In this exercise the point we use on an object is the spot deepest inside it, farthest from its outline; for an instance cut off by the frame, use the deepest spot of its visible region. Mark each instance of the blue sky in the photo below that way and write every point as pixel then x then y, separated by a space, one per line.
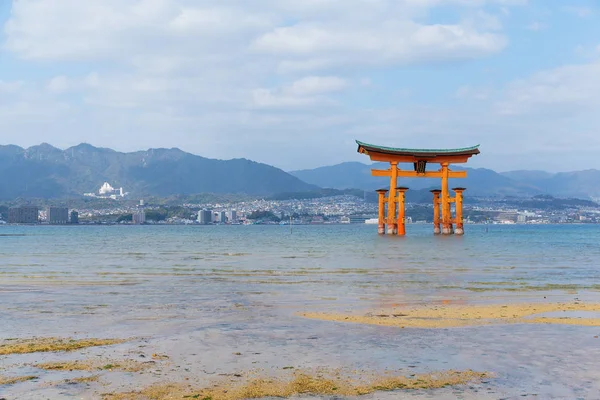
pixel 294 83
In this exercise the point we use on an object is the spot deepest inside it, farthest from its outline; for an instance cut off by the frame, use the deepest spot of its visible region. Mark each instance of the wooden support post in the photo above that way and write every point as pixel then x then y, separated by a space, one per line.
pixel 459 217
pixel 401 211
pixel 446 218
pixel 392 227
pixel 381 223
pixel 436 211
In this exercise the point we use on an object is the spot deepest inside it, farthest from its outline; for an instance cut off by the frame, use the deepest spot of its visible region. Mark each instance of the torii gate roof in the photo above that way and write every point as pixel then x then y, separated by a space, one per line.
pixel 383 153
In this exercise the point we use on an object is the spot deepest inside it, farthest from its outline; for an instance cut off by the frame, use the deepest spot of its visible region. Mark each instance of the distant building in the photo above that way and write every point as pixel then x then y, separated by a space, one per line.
pixel 58 215
pixel 358 219
pixel 139 217
pixel 74 217
pixel 23 215
pixel 205 217
pixel 232 216
pixel 106 191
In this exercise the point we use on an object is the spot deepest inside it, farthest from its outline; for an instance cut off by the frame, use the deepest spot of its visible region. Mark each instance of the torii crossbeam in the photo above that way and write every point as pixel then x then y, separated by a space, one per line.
pixel 419 158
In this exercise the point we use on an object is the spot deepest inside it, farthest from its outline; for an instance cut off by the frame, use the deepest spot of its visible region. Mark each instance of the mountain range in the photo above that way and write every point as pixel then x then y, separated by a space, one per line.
pixel 45 171
pixel 479 181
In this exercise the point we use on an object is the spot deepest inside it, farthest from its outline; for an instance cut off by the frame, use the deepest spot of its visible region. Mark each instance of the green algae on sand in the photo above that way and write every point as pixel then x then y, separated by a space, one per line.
pixel 315 383
pixel 51 344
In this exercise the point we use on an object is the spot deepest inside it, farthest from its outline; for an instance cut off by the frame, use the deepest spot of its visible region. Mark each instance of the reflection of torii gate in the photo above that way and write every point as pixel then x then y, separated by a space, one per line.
pixel 419 158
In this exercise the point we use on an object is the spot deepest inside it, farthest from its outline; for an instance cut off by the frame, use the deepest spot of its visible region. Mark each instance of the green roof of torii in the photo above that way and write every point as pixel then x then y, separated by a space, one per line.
pixel 423 152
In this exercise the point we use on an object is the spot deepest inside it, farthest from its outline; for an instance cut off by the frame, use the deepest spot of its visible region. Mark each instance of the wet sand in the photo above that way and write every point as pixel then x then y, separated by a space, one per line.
pixel 188 312
pixel 452 316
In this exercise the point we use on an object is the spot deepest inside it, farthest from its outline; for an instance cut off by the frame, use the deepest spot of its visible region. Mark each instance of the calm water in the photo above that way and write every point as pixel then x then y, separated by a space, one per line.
pixel 225 289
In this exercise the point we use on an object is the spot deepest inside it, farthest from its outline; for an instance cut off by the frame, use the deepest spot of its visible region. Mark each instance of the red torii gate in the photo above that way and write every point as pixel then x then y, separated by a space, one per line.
pixel 419 158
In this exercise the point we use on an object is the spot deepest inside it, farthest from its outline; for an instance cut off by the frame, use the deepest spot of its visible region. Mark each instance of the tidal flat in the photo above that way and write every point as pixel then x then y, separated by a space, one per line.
pixel 326 312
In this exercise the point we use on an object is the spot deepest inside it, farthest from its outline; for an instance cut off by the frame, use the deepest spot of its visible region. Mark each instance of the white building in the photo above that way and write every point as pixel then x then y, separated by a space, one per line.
pixel 139 217
pixel 106 191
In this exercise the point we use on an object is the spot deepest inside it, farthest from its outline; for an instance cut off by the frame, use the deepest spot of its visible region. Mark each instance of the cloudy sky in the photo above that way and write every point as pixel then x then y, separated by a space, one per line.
pixel 293 82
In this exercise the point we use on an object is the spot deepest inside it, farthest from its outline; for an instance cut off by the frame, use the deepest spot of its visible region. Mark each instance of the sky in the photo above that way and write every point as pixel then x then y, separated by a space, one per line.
pixel 293 83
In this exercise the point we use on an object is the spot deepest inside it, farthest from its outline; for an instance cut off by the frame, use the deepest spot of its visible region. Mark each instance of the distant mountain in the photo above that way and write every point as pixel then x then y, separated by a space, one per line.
pixel 479 182
pixel 47 172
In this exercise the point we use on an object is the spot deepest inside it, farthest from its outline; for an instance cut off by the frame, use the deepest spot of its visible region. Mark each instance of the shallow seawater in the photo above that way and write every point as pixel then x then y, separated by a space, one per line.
pixel 224 299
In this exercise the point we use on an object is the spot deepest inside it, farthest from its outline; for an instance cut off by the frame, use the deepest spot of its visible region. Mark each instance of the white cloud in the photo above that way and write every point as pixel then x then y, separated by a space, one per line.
pixel 58 84
pixel 316 85
pixel 581 12
pixel 535 26
pixel 308 91
pixel 244 78
pixel 565 90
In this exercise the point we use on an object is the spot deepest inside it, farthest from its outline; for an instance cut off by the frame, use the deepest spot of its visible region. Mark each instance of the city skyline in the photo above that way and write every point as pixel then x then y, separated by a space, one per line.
pixel 294 85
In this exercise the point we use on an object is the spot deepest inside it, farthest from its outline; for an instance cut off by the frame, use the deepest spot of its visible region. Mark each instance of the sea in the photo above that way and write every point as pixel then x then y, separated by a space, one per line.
pixel 220 299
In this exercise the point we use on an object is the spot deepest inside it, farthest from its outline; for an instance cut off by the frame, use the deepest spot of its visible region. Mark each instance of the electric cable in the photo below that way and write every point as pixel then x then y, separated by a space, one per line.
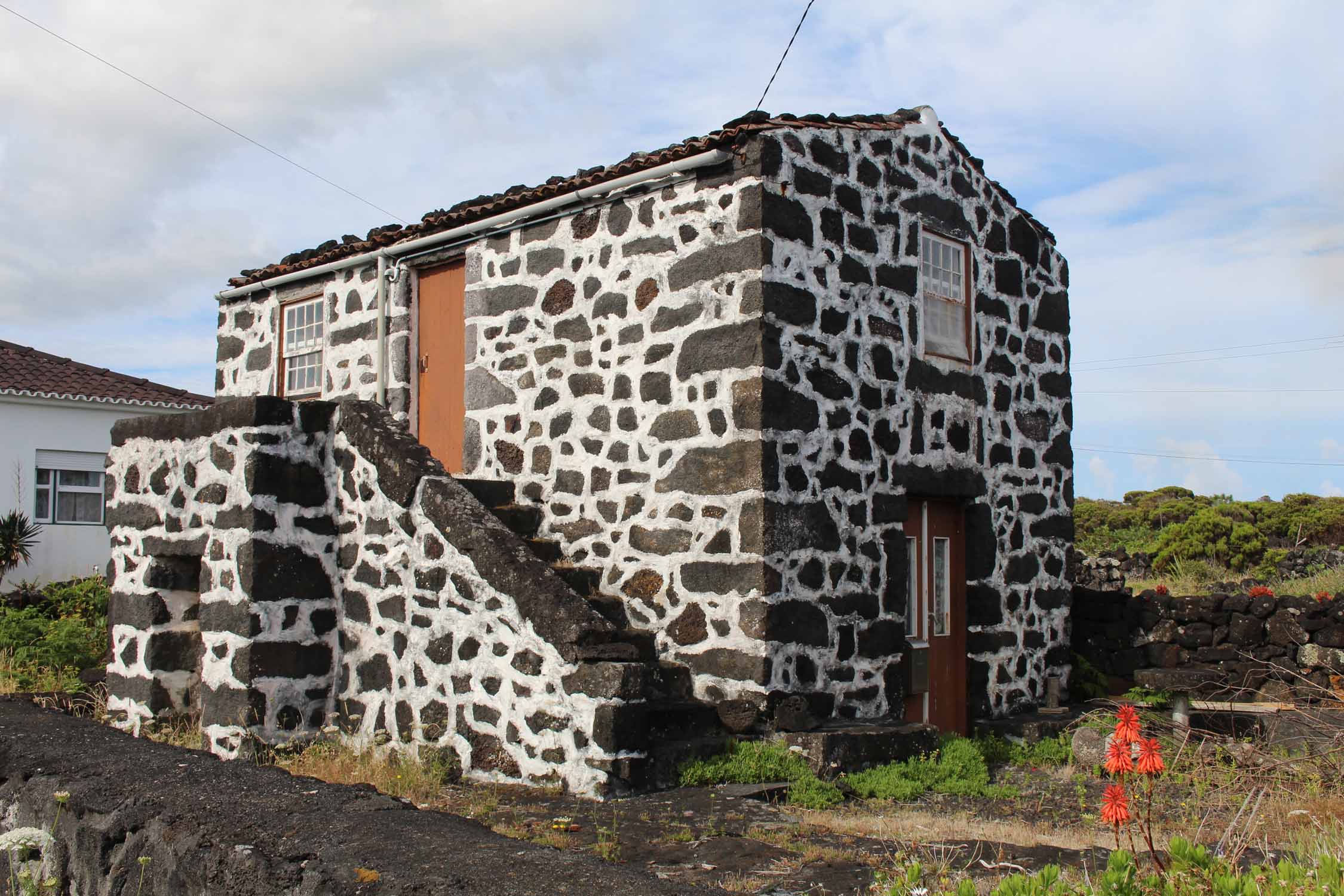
pixel 783 57
pixel 190 108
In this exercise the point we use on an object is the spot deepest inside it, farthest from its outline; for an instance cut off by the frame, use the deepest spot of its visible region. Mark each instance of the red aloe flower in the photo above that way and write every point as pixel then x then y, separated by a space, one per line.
pixel 1115 806
pixel 1127 725
pixel 1151 757
pixel 1119 758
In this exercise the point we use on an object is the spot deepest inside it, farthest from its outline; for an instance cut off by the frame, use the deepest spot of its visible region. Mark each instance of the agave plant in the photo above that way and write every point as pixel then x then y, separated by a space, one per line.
pixel 18 538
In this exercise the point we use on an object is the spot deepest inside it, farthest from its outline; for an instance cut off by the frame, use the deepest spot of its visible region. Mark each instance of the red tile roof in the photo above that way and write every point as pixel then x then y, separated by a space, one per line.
pixel 464 213
pixel 26 371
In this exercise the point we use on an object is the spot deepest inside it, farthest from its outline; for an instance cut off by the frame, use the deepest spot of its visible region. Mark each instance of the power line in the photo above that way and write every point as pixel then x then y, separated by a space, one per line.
pixel 1195 360
pixel 1206 457
pixel 785 54
pixel 1202 351
pixel 142 81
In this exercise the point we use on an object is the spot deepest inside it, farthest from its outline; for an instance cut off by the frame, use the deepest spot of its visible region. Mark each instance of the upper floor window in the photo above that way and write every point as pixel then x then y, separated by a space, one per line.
pixel 945 274
pixel 63 495
pixel 303 346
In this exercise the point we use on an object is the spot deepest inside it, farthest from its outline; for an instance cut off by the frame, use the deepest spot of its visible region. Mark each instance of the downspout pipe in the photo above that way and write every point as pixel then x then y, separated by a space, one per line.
pixel 412 246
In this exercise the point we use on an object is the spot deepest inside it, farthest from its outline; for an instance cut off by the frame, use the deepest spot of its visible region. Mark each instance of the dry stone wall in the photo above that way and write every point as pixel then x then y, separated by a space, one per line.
pixel 717 392
pixel 249 331
pixel 1280 648
pixel 294 569
pixel 859 418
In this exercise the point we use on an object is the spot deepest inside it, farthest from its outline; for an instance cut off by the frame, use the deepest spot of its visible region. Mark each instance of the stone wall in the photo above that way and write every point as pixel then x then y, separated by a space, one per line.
pixel 283 569
pixel 1282 646
pixel 714 387
pixel 615 376
pixel 859 417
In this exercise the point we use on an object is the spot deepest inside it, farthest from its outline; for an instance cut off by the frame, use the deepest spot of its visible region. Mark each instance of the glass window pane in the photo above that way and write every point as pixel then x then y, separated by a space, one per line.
pixel 941 586
pixel 912 589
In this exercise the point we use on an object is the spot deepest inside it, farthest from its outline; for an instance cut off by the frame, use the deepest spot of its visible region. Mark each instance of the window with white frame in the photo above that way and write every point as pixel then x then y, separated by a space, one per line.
pixel 67 488
pixel 943 268
pixel 912 587
pixel 941 610
pixel 303 344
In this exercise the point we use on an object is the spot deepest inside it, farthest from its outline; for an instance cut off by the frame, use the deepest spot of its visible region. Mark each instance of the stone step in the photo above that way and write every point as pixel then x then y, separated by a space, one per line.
pixel 492 493
pixel 612 609
pixel 549 550
pixel 523 520
pixel 668 682
pixel 584 581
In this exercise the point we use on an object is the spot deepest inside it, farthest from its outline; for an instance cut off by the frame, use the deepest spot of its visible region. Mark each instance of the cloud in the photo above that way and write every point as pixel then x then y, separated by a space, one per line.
pixel 1104 478
pixel 1192 185
pixel 1199 476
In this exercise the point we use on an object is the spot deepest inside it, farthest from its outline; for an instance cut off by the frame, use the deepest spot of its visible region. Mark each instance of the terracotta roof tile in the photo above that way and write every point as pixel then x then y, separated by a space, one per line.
pixel 27 371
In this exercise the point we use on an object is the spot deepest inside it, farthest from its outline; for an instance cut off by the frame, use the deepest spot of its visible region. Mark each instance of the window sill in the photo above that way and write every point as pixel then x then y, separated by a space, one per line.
pixel 949 362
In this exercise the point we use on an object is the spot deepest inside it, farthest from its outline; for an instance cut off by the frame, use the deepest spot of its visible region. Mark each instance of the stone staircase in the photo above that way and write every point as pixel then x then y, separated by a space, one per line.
pixel 675 725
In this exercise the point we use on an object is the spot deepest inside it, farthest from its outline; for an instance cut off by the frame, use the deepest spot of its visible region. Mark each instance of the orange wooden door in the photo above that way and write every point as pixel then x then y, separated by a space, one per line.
pixel 443 363
pixel 937 542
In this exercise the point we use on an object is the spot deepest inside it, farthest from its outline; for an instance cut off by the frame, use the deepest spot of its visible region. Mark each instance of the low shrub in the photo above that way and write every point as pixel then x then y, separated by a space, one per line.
pixel 754 762
pixel 958 768
pixel 45 645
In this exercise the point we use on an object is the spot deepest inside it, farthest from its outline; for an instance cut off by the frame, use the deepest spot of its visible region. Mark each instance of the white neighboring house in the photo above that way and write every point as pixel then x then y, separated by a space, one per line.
pixel 56 429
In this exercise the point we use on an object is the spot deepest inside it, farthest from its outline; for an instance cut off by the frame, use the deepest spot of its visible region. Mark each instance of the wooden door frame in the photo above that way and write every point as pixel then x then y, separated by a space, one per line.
pixel 921 603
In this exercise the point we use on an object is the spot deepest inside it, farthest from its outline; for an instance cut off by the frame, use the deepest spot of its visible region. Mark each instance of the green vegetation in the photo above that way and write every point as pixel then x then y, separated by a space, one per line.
pixel 1178 526
pixel 753 762
pixel 46 645
pixel 1192 871
pixel 18 538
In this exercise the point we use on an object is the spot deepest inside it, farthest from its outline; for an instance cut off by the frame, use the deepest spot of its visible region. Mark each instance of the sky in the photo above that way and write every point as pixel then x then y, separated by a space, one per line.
pixel 1186 155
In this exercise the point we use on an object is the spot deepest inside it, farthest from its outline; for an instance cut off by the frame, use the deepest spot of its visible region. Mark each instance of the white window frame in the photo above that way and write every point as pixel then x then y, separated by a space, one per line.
pixel 940 591
pixel 945 287
pixel 913 601
pixel 311 348
pixel 54 488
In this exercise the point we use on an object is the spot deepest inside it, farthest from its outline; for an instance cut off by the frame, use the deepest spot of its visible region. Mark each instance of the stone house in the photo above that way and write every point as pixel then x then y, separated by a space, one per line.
pixel 787 406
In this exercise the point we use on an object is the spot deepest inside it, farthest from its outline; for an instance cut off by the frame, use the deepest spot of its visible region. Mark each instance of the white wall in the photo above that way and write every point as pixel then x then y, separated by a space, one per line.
pixel 30 424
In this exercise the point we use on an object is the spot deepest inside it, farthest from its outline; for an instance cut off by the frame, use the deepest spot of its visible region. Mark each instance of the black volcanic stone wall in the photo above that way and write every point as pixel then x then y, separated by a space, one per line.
pixel 863 419
pixel 1282 646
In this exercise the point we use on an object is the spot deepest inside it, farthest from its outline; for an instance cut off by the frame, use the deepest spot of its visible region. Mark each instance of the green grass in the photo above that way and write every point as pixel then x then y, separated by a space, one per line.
pixel 46 645
pixel 754 762
pixel 958 768
pixel 1050 751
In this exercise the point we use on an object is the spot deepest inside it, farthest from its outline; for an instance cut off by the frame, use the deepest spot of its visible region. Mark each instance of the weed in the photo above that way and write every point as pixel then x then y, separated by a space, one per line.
pixel 608 845
pixel 756 762
pixel 956 768
pixel 62 632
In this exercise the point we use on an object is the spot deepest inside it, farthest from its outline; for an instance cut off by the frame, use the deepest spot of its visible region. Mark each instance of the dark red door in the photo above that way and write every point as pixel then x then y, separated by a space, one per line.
pixel 443 363
pixel 936 621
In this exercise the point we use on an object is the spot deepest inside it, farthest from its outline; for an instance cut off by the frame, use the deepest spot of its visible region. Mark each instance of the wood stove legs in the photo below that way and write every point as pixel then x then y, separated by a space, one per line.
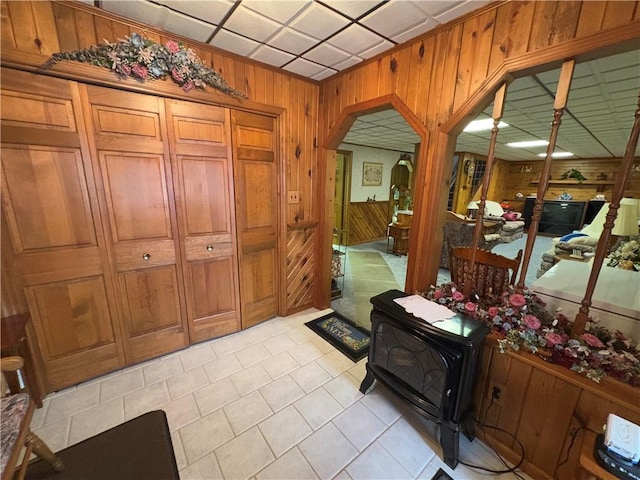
pixel 367 382
pixel 450 439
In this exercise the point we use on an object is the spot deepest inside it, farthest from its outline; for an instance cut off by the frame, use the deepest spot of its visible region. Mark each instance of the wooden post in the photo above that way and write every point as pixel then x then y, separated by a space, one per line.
pixel 562 94
pixel 605 237
pixel 498 110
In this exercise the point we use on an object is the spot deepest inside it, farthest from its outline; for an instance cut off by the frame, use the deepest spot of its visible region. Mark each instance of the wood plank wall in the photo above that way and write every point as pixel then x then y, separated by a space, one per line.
pixel 367 221
pixel 448 75
pixel 516 178
pixel 32 31
pixel 540 403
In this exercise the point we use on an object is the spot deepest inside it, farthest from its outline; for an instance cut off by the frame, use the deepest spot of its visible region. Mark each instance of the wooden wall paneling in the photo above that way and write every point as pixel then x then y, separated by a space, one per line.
pixel 58 244
pixel 367 221
pixel 301 246
pixel 131 155
pixel 200 139
pixel 513 27
pixel 24 27
pixel 255 169
pixel 6 28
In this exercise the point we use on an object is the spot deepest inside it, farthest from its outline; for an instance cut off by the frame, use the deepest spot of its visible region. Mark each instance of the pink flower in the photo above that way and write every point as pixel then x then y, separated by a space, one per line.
pixel 531 321
pixel 592 340
pixel 517 300
pixel 176 76
pixel 140 71
pixel 172 46
pixel 553 338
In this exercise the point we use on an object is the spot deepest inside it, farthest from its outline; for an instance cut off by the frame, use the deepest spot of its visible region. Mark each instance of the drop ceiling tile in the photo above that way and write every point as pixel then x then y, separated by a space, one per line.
pixel 188 27
pixel 141 11
pixel 428 24
pixel 356 39
pixel 394 18
pixel 348 63
pixel 280 11
pixel 292 41
pixel 271 56
pixel 326 54
pixel 318 21
pixel 231 42
pixel 459 10
pixel 376 49
pixel 304 67
pixel 211 11
pixel 252 25
pixel 327 72
pixel 351 8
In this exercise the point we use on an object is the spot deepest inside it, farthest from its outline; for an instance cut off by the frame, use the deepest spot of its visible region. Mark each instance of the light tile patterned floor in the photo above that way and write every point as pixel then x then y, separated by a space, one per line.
pixel 272 402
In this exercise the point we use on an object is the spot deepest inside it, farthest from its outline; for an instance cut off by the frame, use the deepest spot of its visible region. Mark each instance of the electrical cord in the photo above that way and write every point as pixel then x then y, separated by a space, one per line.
pixel 493 427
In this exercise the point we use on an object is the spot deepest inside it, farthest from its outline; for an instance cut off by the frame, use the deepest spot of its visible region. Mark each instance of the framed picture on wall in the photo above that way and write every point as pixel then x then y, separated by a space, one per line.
pixel 371 174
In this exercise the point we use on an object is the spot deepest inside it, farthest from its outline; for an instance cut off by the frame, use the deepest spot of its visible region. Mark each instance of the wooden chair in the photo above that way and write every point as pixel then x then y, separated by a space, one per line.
pixel 491 272
pixel 15 420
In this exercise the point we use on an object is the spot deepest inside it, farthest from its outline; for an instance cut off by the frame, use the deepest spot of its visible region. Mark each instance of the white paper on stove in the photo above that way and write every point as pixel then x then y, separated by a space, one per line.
pixel 425 309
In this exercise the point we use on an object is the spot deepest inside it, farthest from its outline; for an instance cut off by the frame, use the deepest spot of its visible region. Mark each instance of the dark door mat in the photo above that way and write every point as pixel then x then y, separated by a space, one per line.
pixel 140 449
pixel 342 333
pixel 441 475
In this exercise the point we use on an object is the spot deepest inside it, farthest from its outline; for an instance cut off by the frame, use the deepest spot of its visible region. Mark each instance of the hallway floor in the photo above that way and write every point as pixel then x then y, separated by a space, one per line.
pixel 271 402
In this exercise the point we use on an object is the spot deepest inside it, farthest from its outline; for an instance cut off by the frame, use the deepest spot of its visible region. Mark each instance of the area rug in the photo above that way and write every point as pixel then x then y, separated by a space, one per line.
pixel 342 333
pixel 139 449
pixel 441 475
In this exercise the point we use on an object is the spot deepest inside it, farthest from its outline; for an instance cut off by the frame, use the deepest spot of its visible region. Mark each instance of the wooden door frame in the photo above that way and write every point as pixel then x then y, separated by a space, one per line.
pixel 348 116
pixel 346 191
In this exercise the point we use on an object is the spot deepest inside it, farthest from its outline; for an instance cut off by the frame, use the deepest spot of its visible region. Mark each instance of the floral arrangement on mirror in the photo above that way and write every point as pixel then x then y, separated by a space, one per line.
pixel 522 323
pixel 144 59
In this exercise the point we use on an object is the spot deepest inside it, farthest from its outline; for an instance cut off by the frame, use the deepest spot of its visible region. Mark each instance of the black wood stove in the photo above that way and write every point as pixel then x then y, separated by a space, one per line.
pixel 432 367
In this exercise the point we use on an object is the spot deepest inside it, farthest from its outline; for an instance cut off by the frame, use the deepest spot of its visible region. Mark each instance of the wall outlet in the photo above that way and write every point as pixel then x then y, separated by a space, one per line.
pixel 294 196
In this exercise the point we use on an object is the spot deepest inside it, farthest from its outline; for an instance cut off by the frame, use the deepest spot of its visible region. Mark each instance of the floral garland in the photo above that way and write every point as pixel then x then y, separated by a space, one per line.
pixel 521 322
pixel 142 58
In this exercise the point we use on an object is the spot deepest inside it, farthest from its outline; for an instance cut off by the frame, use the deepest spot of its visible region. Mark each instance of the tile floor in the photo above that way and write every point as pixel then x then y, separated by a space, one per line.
pixel 271 402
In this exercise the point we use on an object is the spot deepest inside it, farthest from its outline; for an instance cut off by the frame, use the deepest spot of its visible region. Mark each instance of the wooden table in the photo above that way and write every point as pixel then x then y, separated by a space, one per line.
pixel 14 342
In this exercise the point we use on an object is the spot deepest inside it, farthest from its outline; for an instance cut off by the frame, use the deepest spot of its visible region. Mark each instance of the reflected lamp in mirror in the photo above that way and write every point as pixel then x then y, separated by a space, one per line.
pixel 626 223
pixel 472 209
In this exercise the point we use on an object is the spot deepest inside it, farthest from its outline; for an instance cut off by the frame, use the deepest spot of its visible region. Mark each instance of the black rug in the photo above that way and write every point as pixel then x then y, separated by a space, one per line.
pixel 343 334
pixel 140 449
pixel 441 475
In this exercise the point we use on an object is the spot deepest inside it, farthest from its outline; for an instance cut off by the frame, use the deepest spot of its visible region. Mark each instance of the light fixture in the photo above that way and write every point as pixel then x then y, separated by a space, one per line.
pixel 472 209
pixel 482 125
pixel 557 155
pixel 626 223
pixel 528 143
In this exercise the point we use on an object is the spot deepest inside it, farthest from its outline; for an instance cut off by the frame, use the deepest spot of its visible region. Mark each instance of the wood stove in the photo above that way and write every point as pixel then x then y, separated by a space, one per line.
pixel 432 367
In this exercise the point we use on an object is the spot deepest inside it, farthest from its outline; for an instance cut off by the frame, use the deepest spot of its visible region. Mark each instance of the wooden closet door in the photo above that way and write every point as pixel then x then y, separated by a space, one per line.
pixel 51 213
pixel 133 168
pixel 203 178
pixel 255 173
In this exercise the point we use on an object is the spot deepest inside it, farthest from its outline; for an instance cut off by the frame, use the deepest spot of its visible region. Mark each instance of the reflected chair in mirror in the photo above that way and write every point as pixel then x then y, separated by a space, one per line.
pixel 492 273
pixel 15 419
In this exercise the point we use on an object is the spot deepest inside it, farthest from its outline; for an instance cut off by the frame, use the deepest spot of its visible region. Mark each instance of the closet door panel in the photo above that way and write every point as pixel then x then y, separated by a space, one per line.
pixel 50 205
pixel 135 177
pixel 204 194
pixel 256 173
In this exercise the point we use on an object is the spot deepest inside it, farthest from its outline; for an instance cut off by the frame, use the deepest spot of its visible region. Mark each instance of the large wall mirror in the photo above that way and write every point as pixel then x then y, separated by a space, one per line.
pixel 591 142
+++
Instruction: Give again the part of the listing that opens with the line containing "of the city" and closes with the line containing "pixel 294 85", swapping "skyline" for "horizon" and changing nothing else.

Worked answer:
In this exercise the point we use on an object is the spot deepest inside it, farthest from its outline; for an instance cut off by the frame, use the deepest spot of its visible region. Mark each instance of the city horizon in the photo above that way and write every point as pixel then x then y, separated by a space, one per line.
pixel 294 85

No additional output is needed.